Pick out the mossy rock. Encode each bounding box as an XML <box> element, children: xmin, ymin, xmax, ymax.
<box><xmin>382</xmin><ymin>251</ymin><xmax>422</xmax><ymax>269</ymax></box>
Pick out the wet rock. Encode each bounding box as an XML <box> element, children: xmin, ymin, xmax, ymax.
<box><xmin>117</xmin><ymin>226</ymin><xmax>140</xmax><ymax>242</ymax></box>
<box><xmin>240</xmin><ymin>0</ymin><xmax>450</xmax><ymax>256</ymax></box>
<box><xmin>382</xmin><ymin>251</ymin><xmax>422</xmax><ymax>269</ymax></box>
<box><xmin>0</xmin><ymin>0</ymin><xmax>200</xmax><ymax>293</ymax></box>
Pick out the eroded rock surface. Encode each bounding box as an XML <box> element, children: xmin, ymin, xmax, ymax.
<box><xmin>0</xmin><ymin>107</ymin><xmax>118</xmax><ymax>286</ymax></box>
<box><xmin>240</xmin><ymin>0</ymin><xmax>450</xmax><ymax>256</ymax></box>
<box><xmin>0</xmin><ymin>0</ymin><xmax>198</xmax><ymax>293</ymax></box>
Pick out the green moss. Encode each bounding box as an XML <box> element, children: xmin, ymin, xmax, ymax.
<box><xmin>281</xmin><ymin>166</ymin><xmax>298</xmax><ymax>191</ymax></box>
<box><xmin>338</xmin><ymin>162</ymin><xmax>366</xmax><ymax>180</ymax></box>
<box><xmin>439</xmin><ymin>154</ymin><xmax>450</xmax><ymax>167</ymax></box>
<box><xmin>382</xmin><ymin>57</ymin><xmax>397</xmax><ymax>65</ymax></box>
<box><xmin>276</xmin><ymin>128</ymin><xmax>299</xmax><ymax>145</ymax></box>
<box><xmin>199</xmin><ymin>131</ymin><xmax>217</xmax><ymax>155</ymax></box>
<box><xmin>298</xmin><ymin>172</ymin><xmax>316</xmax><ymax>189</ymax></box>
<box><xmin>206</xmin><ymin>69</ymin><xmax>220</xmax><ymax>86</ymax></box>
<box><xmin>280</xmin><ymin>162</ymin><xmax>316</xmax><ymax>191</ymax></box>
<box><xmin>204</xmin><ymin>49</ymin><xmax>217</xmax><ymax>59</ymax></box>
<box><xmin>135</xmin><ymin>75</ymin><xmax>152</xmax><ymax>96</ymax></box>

------------------------------------------------

- [WORK REQUIRED] Reproduce each line of the data without any change.

- [TASK RESULT]
Pick out the mossy rock. Encode each bounding box as an XML <box> element, children: xmin, ymin, xmax, ymax.
<box><xmin>382</xmin><ymin>251</ymin><xmax>422</xmax><ymax>269</ymax></box>
Pick out the wet rock. Encode each bounding box as an XML <box> element, children: xmin, ymin, xmax, ymax.
<box><xmin>117</xmin><ymin>226</ymin><xmax>140</xmax><ymax>242</ymax></box>
<box><xmin>240</xmin><ymin>0</ymin><xmax>450</xmax><ymax>256</ymax></box>
<box><xmin>382</xmin><ymin>251</ymin><xmax>422</xmax><ymax>269</ymax></box>
<box><xmin>0</xmin><ymin>0</ymin><xmax>200</xmax><ymax>293</ymax></box>
Pick out the eroded rock surface. Encode each bounding box as an XML <box> element, children: xmin, ymin, xmax, ymax.
<box><xmin>0</xmin><ymin>107</ymin><xmax>118</xmax><ymax>286</ymax></box>
<box><xmin>240</xmin><ymin>0</ymin><xmax>450</xmax><ymax>256</ymax></box>
<box><xmin>0</xmin><ymin>0</ymin><xmax>198</xmax><ymax>293</ymax></box>
Pick out the green moss. Encode each bounding box as an XML <box> element, children: xmin, ymin, xmax, ymax.
<box><xmin>281</xmin><ymin>166</ymin><xmax>298</xmax><ymax>191</ymax></box>
<box><xmin>338</xmin><ymin>162</ymin><xmax>366</xmax><ymax>180</ymax></box>
<box><xmin>439</xmin><ymin>154</ymin><xmax>450</xmax><ymax>167</ymax></box>
<box><xmin>382</xmin><ymin>57</ymin><xmax>397</xmax><ymax>65</ymax></box>
<box><xmin>276</xmin><ymin>128</ymin><xmax>299</xmax><ymax>145</ymax></box>
<box><xmin>199</xmin><ymin>131</ymin><xmax>217</xmax><ymax>155</ymax></box>
<box><xmin>298</xmin><ymin>172</ymin><xmax>316</xmax><ymax>189</ymax></box>
<box><xmin>206</xmin><ymin>69</ymin><xmax>220</xmax><ymax>86</ymax></box>
<box><xmin>280</xmin><ymin>162</ymin><xmax>316</xmax><ymax>191</ymax></box>
<box><xmin>204</xmin><ymin>49</ymin><xmax>217</xmax><ymax>59</ymax></box>
<box><xmin>135</xmin><ymin>75</ymin><xmax>152</xmax><ymax>96</ymax></box>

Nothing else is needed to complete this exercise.